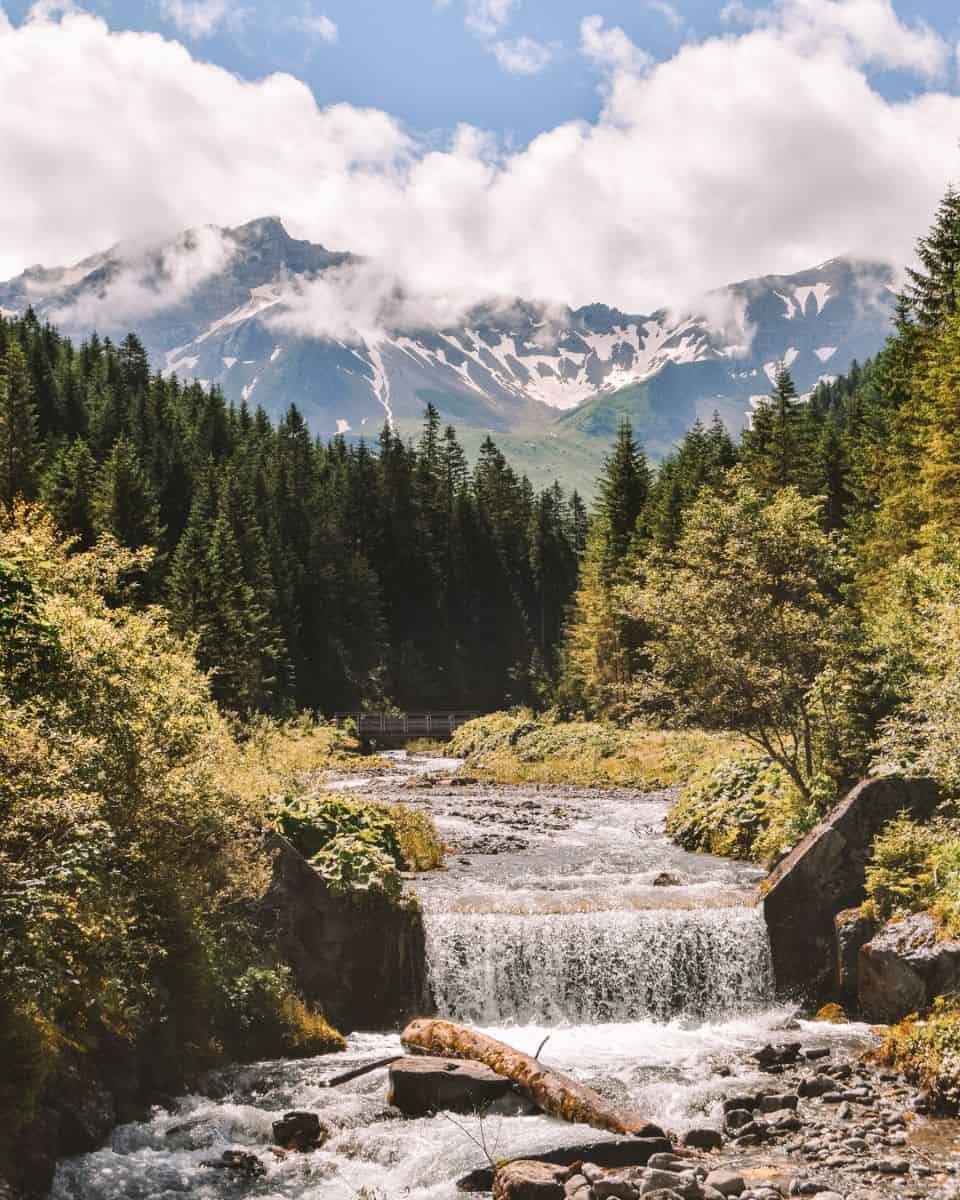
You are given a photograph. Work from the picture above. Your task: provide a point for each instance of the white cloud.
(315, 25)
(864, 31)
(486, 18)
(760, 151)
(610, 49)
(150, 280)
(201, 18)
(667, 11)
(523, 55)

○ ○ ○

**REQUIRED WORK:**
Reproduce the material exactly. Pictures stay out.

**COMPLETED EXERCISE:**
You are given a photograph. Work from the picture above. Your task: provide a point for each instance of the white cloud.
(315, 25)
(864, 31)
(486, 18)
(760, 151)
(610, 49)
(150, 280)
(201, 18)
(667, 11)
(523, 55)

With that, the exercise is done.